China Mobile invests $300m in IoT push

China Mobile invests $ 300m in IoT push

The world’s largest telco by subscriber numbers, China Mobile, is set to subsidize IoT equipment manufacturers.

Telecoms operator China Mobile is to plough £300 million into subsidizing IoT makers as part of a push to build one of the largest IoT networks in the world.

According to a report in China Daily, half of the money will finance companies making NB-IoT modules, the rest will go to 4G IoT module makers, said Li Yue, president of China Mobile.

The subsidy should make IoT devices cheaper and increase adoption, said Li at the company’s global partners’ conference in Guangzhou, China.

The plan is to increase the country’s total IoT connections to over 320 million. It also aims to create the world’s largest NB-IoT network, covering 346 cities by the end of 2018.

“Narrowband IoT is the latest IoT battlefield that global telecom carriers are scrambling for so they can establish a beachhead,” Xiang Ligang, chief executive of telecom industry website Cctime, told China Daily.

=== Given task 1 ===
Extract every line of the rows below that contains the string "dark".

=== Input records ===

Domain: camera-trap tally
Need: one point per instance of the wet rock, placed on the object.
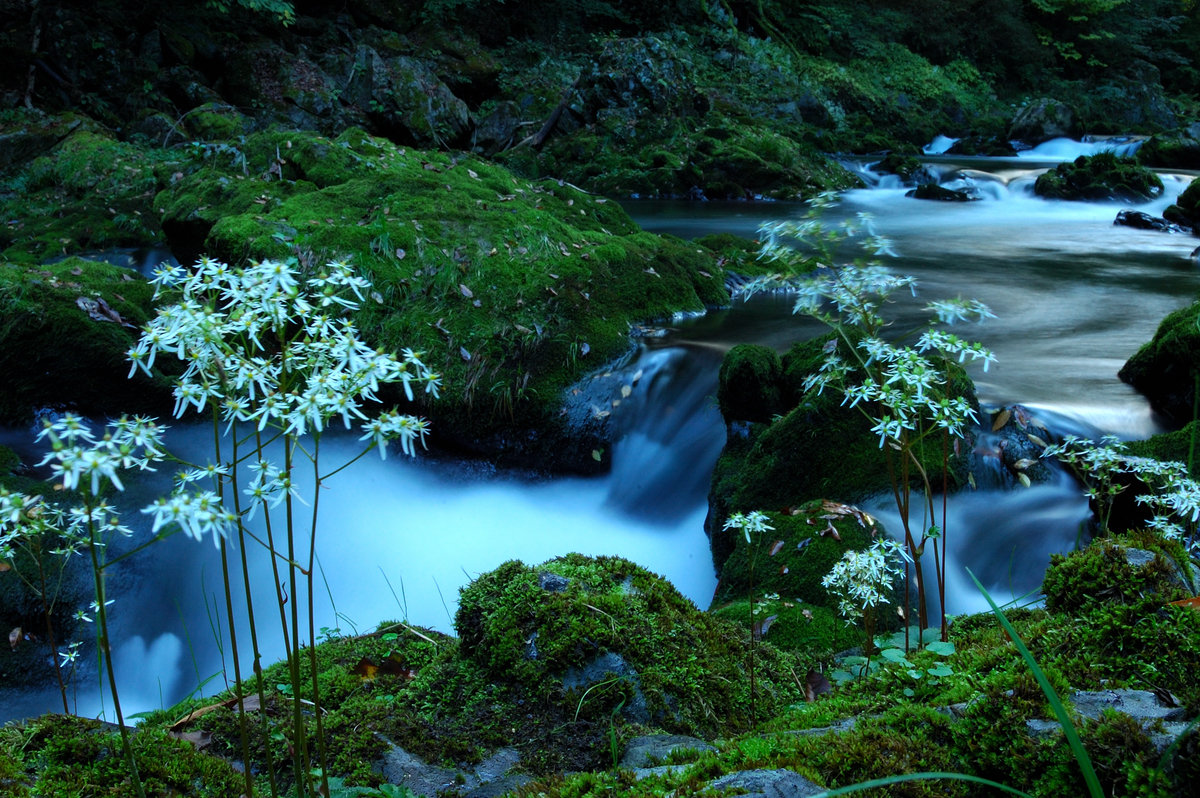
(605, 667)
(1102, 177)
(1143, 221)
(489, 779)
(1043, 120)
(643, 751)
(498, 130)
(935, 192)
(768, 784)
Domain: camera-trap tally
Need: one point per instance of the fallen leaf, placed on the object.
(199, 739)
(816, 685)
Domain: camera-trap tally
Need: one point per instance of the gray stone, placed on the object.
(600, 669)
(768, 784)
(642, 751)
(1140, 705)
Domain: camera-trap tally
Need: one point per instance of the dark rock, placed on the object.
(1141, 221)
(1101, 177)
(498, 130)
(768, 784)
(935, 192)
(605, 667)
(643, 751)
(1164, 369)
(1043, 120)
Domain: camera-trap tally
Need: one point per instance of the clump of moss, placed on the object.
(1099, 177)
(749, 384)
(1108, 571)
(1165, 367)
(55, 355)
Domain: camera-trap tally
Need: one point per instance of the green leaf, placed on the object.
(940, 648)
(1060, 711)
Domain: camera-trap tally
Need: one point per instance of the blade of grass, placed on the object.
* * *
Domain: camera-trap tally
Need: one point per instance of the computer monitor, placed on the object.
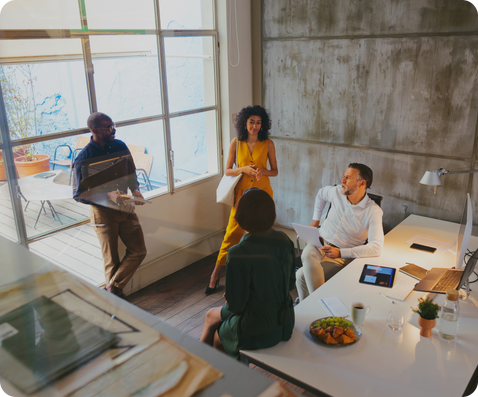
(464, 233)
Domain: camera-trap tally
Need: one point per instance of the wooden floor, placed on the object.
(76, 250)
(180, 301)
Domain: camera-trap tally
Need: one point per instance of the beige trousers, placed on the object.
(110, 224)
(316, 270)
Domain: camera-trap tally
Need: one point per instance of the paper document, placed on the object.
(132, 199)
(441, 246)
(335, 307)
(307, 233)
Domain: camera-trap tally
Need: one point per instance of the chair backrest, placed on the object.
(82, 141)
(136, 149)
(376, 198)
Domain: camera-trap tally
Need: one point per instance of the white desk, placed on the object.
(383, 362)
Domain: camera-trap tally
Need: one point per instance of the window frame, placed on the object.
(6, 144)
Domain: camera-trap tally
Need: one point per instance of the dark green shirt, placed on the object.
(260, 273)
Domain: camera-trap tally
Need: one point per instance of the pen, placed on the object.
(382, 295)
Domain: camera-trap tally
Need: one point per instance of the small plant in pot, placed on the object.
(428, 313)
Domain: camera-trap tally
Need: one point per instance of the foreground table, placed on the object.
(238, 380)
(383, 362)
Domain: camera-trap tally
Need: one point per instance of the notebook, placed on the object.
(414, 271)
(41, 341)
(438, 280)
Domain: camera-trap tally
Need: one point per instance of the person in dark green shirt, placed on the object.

=== Given task 2 ===
Resume the article above on China Mobile's IoT subsidy, starting after its last sentence.

=== Task response 1 ===
Need: one point per instance of the dark rock, placed on the object.
Need: one point per instance of the dark green shirt, placed on the object.
Need: one point per instance of the person in dark green shirt, placed on the object.

=== Task response 2 ===
Read more: Ecommerce giant Alibaba opens ‘China’s smartest warehouse’

China 5G IoT test

According to a report published in May, China’s Ministry of Industry and Information Technology has urged NB-IoT’s commercial use in industrial IoT and urban public services. It also supports smart factories and the internet of vehicles.

The newspaper also reported that China Mobile had carried out the world’s first end-to-end 5G New Radio technology test in collaboration with ZTE and Qualcomm and is moving closer to commercialization of the technology. The test used ZTE’s 5G NR pre-commercial base stations and Qualcomm Technologies’ 5G NR UE prototype.

The interoperability test was based on the 5G New Radio specifications under development by the 3rd Generation Partnership Project (3GPP). It was carried out at China Mobile’s 5G Joint Innovation Center. The test also looked at 5G in a car, a drone, and a submarine. It also tested 5G wireless access and virtual reality cloud gaming.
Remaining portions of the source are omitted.